◆ **Reading passage**
────────────────────────────────────────

World Mental Health Day: WOMEC Calls for Stronger Support for Mental Health Services
As Ghana joins the global community to mark World Mental Health Day, the Women, Media and Change (WOMEC) has called for urgent and transformative support to strengthen mental health services across the country.
In a statement signed by its Executive Director, Dr. Charity Binkah, WOMEC said access to quality mental health care remains a major challenge for many Ghanaians, particularly women and girls, who continue to face significant emotional and psychological stress with limited support.
This year’s celebration, themed “Access to Services – Mental Health in Catastrophes and Emergencies,” underscores the need for improved mental health systems, especially in times of crisis such as economic hardship, floods, road accidents, epidemics, conflicts, and gender-based violence — all of which heighten psychological distress.
Dr. Binkah noted that during emergencies, mental health needs increase but access to care becomes even more restricted. She emphasized that women, who often serve as caregivers, frontline workers, and emotional anchors in families and communities, are disproportionately affected.

────────────────────────────────────────

◆ **Data section**

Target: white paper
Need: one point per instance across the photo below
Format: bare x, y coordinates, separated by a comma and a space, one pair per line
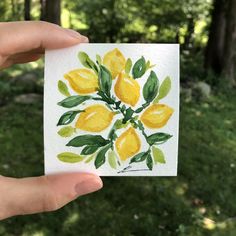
165, 58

────────────────────────────────────────

◆ **What you are asked to do**
Reproduce the World Mental Health Day article above in full, word for word.

◆ **Response to the task**
World Mental Health Day: WOMEC Calls for Stronger Support for Mental Health Services
As Ghana joins the global community to mark World Mental Health Day, the Women, Media and Change (WOMEC) has called for urgent and transformative support to strengthen mental health services across the country.
In a statement signed by its Executive Director, Dr. Charity Binkah, WOMEC said access to quality mental health care remains a major challenge for many Ghanaians, particularly women and girls, who continue to face significant emotional and psychological stress with limited support.
This year’s celebration, themed “Access to Services – Mental Health in Catastrophes and Emergencies,” underscores the need for improved mental health systems, especially in times of crisis such as economic hardship, floods, road accidents, epidemics, conflicts, and gender-based violence — all of which heighten psychological distress.
Dr. Binkah noted that during emergencies, mental health needs increase but access to care becomes even more restricted. She emphasized that women, who often serve as caregivers, frontline workers, and emotional anchors in families and communities, are disproportionately affected.